To be done = Reproduce every record below exactly as it appears.

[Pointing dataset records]
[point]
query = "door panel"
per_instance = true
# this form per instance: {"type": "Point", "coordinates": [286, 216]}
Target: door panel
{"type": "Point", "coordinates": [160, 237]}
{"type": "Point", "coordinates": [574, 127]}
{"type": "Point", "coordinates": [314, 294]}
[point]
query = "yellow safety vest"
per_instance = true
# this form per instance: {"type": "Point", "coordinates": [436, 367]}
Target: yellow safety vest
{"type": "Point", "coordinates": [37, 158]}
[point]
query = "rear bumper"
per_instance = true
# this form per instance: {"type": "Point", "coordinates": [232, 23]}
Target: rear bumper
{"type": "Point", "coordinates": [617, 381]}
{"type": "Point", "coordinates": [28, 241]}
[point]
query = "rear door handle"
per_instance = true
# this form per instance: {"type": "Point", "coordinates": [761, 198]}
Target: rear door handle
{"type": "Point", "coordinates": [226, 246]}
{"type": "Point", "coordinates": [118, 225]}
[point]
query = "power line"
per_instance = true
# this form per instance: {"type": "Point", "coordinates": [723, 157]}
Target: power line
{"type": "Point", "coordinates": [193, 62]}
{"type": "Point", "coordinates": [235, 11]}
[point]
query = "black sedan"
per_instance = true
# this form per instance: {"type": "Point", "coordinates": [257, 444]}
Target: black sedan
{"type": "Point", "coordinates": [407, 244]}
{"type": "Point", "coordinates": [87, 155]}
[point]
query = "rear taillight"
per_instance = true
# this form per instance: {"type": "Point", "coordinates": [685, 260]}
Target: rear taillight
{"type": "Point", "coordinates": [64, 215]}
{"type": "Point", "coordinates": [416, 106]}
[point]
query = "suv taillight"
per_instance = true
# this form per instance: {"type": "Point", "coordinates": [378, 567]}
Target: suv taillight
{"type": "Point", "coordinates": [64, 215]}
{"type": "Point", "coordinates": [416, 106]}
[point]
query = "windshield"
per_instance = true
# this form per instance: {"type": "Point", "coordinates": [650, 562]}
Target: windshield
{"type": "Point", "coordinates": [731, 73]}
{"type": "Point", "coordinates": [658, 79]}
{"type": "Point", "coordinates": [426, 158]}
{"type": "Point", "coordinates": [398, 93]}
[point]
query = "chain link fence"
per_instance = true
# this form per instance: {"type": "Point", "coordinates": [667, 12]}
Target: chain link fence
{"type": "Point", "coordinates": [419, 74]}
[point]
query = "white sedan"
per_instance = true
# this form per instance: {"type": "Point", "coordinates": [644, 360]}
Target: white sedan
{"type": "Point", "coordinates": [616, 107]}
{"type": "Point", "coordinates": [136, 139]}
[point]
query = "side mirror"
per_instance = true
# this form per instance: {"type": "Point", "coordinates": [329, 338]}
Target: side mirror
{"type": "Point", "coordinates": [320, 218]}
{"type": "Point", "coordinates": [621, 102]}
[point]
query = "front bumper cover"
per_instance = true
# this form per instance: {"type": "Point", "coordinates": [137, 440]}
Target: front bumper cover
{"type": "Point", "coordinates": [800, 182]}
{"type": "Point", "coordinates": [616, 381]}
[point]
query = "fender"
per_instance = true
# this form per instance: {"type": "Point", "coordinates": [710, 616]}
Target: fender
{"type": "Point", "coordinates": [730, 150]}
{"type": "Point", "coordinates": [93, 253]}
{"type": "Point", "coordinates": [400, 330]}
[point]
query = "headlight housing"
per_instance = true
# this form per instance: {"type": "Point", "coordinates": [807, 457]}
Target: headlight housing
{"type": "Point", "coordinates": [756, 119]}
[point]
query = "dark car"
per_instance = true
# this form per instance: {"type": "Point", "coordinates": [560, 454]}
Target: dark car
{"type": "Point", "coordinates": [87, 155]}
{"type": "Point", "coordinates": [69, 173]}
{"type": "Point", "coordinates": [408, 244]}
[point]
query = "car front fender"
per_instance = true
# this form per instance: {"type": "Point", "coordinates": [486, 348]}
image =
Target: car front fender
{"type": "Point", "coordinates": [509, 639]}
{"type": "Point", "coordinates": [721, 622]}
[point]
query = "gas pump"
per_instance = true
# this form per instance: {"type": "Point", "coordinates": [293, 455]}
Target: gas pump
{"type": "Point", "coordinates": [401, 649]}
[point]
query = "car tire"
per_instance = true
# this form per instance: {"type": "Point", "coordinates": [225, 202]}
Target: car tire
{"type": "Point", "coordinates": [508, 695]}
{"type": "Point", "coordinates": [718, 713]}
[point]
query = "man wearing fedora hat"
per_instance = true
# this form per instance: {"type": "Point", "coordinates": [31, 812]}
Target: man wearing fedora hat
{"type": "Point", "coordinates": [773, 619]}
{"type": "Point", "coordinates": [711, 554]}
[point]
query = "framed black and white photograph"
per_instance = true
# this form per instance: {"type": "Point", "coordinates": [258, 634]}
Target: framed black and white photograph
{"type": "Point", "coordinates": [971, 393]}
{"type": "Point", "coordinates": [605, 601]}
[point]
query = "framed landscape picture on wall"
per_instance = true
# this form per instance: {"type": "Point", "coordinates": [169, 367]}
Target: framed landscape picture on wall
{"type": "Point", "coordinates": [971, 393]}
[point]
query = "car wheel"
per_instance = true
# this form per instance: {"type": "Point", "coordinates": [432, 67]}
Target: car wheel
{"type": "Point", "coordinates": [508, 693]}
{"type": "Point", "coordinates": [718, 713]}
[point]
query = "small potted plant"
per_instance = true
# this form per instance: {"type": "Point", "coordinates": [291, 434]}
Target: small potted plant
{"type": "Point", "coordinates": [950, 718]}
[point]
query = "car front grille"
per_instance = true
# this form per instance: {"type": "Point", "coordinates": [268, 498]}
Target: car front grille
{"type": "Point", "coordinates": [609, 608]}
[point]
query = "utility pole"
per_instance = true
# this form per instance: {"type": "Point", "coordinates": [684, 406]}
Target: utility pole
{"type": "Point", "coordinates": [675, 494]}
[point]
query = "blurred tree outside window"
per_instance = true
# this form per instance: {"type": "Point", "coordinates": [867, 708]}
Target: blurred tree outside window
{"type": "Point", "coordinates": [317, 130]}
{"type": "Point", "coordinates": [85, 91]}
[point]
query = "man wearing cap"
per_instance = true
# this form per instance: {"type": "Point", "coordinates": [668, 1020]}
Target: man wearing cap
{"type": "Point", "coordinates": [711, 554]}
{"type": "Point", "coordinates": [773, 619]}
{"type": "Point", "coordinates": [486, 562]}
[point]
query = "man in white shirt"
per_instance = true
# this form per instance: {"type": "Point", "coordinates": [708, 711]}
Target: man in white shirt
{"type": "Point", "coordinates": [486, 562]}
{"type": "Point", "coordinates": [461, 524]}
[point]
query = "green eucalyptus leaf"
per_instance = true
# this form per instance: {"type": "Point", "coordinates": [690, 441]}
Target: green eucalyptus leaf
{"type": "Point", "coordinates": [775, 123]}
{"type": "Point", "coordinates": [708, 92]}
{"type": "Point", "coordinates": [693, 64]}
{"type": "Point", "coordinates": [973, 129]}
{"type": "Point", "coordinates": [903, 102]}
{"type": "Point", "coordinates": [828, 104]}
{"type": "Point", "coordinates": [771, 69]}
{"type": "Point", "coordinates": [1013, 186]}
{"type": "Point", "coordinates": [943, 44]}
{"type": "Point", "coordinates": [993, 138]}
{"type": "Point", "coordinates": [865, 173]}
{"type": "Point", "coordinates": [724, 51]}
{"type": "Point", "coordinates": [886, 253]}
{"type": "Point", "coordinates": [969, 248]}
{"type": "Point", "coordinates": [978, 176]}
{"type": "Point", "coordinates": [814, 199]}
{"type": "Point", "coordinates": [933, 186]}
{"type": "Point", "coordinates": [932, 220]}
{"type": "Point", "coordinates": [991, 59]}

Correct answer =
[point]
query = "door panel"
per_instance = true
# this form per instance: {"type": "Point", "coordinates": [286, 216]}
Target: door panel
{"type": "Point", "coordinates": [160, 237]}
{"type": "Point", "coordinates": [574, 127]}
{"type": "Point", "coordinates": [314, 294]}
[point]
query = "yellow safety vest"
per_instance = true
# this form per instance: {"type": "Point", "coordinates": [436, 367]}
Target: yellow safety vest
{"type": "Point", "coordinates": [37, 158]}
[point]
query = "rear bumper"
per_instance = true
# this form per instance: {"type": "Point", "coordinates": [232, 23]}
Target: rear bumper
{"type": "Point", "coordinates": [617, 381]}
{"type": "Point", "coordinates": [28, 241]}
[point]
query = "rear door handle"
per_instance = true
# this form per instance: {"type": "Point", "coordinates": [761, 198]}
Target: rear door handle
{"type": "Point", "coordinates": [226, 246]}
{"type": "Point", "coordinates": [118, 225]}
[point]
query = "power line"
per_instance = true
# this form per instance: {"type": "Point", "coordinates": [723, 157]}
Target: power line
{"type": "Point", "coordinates": [193, 62]}
{"type": "Point", "coordinates": [235, 11]}
[point]
query = "black sedan"
per_instance = true
# this form per instance: {"type": "Point", "coordinates": [257, 444]}
Target: black sedan
{"type": "Point", "coordinates": [407, 244]}
{"type": "Point", "coordinates": [87, 155]}
[point]
query = "rear taillight"
per_instance = true
# this form per instance: {"type": "Point", "coordinates": [685, 260]}
Target: rear taillight
{"type": "Point", "coordinates": [64, 215]}
{"type": "Point", "coordinates": [416, 106]}
[point]
query = "suv taillight"
per_instance = true
# this form per instance: {"type": "Point", "coordinates": [378, 567]}
Target: suv taillight
{"type": "Point", "coordinates": [64, 215]}
{"type": "Point", "coordinates": [416, 106]}
[point]
query = "windshield"
per_instance = true
# this form per instance: {"type": "Point", "coordinates": [650, 562]}
Target: windshield
{"type": "Point", "coordinates": [731, 73]}
{"type": "Point", "coordinates": [658, 79]}
{"type": "Point", "coordinates": [426, 158]}
{"type": "Point", "coordinates": [398, 93]}
[point]
query = "chain link fence"
per_instance = true
# this form per instance: {"type": "Point", "coordinates": [667, 12]}
Target: chain link fence
{"type": "Point", "coordinates": [419, 74]}
[point]
query = "white sedan"
per_instance = true
# this form per instance: {"type": "Point", "coordinates": [644, 360]}
Target: white sedan
{"type": "Point", "coordinates": [616, 107]}
{"type": "Point", "coordinates": [136, 139]}
[point]
query = "side mirror"
per_instance = true
# this form per instance: {"type": "Point", "coordinates": [329, 338]}
Target: side mirror
{"type": "Point", "coordinates": [320, 218]}
{"type": "Point", "coordinates": [621, 102]}
[point]
query = "front bumper cover"
per_instance = true
# this form per instance: {"type": "Point", "coordinates": [137, 440]}
Target: front bumper cover
{"type": "Point", "coordinates": [800, 182]}
{"type": "Point", "coordinates": [616, 381]}
[point]
query = "fender"
per_instance = true
# this form per instance: {"type": "Point", "coordinates": [710, 616]}
Target: fender
{"type": "Point", "coordinates": [730, 150]}
{"type": "Point", "coordinates": [93, 253]}
{"type": "Point", "coordinates": [400, 330]}
[point]
query = "headlight housing"
per_instance = true
# this form per instance: {"type": "Point", "coordinates": [807, 457]}
Target: headlight housing
{"type": "Point", "coordinates": [756, 119]}
[point]
query = "dark car"
per_instance = true
# this form per instance: {"type": "Point", "coordinates": [560, 454]}
Target: dark car
{"type": "Point", "coordinates": [87, 155]}
{"type": "Point", "coordinates": [69, 173]}
{"type": "Point", "coordinates": [408, 244]}
[point]
query = "car front fender"
per_instance = true
# this form per instance: {"type": "Point", "coordinates": [486, 348]}
image =
Target: car front fender
{"type": "Point", "coordinates": [509, 639]}
{"type": "Point", "coordinates": [721, 622]}
[point]
query = "gas pump"
per_instance = true
# this form per instance: {"type": "Point", "coordinates": [293, 455]}
Target: gas pump
{"type": "Point", "coordinates": [401, 649]}
[point]
query = "car tire"
per_instance = true
# this form per instance: {"type": "Point", "coordinates": [225, 202]}
Target: car tire
{"type": "Point", "coordinates": [508, 695]}
{"type": "Point", "coordinates": [718, 713]}
[point]
query = "man wearing fedora hat"
per_instance = true
# this form per instance: {"type": "Point", "coordinates": [31, 812]}
Target: man wearing fedora hat
{"type": "Point", "coordinates": [773, 619]}
{"type": "Point", "coordinates": [711, 554]}
[point]
query = "framed black and white photograph"
per_instance = true
# this form per instance: {"type": "Point", "coordinates": [258, 634]}
Target: framed black and white photograph
{"type": "Point", "coordinates": [971, 393]}
{"type": "Point", "coordinates": [605, 601]}
[point]
query = "framed landscape picture on wall"
per_instance = true
# this form per instance: {"type": "Point", "coordinates": [169, 367]}
Target: framed landscape picture on wall
{"type": "Point", "coordinates": [971, 393]}
[point]
query = "car wheel"
per_instance = true
# this form per instance: {"type": "Point", "coordinates": [432, 67]}
Target: car wheel
{"type": "Point", "coordinates": [508, 693]}
{"type": "Point", "coordinates": [718, 713]}
[point]
query = "small potted plant"
per_instance = true
# this form per instance: {"type": "Point", "coordinates": [291, 434]}
Target: small potted plant
{"type": "Point", "coordinates": [950, 718]}
[point]
query = "car front grille"
per_instance = true
# this form per instance: {"type": "Point", "coordinates": [268, 498]}
Target: car front grille
{"type": "Point", "coordinates": [609, 608]}
[point]
query = "utility pole"
per_instance = true
# this form per instance: {"type": "Point", "coordinates": [684, 406]}
Target: utility pole
{"type": "Point", "coordinates": [675, 494]}
[point]
query = "blurred tree outside window"
per_instance = true
# this form per instance: {"type": "Point", "coordinates": [867, 708]}
Target: blurred tree outside window
{"type": "Point", "coordinates": [317, 130]}
{"type": "Point", "coordinates": [85, 91]}
[point]
query = "man wearing cap"
per_instance = true
# this form per instance: {"type": "Point", "coordinates": [668, 1020]}
Target: man wearing cap
{"type": "Point", "coordinates": [711, 554]}
{"type": "Point", "coordinates": [773, 619]}
{"type": "Point", "coordinates": [486, 562]}
[point]
query = "man in white shirt"
per_instance = true
# this form per instance: {"type": "Point", "coordinates": [708, 711]}
Target: man in white shirt
{"type": "Point", "coordinates": [486, 562]}
{"type": "Point", "coordinates": [461, 524]}
[point]
query = "green eucalyptus leaf"
per_instance = true
# this form per instance: {"type": "Point", "coordinates": [690, 441]}
Target: green eucalyptus leaf
{"type": "Point", "coordinates": [775, 123]}
{"type": "Point", "coordinates": [708, 92]}
{"type": "Point", "coordinates": [693, 64]}
{"type": "Point", "coordinates": [973, 129]}
{"type": "Point", "coordinates": [903, 102]}
{"type": "Point", "coordinates": [828, 104]}
{"type": "Point", "coordinates": [771, 69]}
{"type": "Point", "coordinates": [1013, 186]}
{"type": "Point", "coordinates": [943, 44]}
{"type": "Point", "coordinates": [993, 138]}
{"type": "Point", "coordinates": [865, 173]}
{"type": "Point", "coordinates": [724, 51]}
{"type": "Point", "coordinates": [886, 253]}
{"type": "Point", "coordinates": [969, 248]}
{"type": "Point", "coordinates": [978, 176]}
{"type": "Point", "coordinates": [814, 199]}
{"type": "Point", "coordinates": [933, 186]}
{"type": "Point", "coordinates": [932, 220]}
{"type": "Point", "coordinates": [991, 59]}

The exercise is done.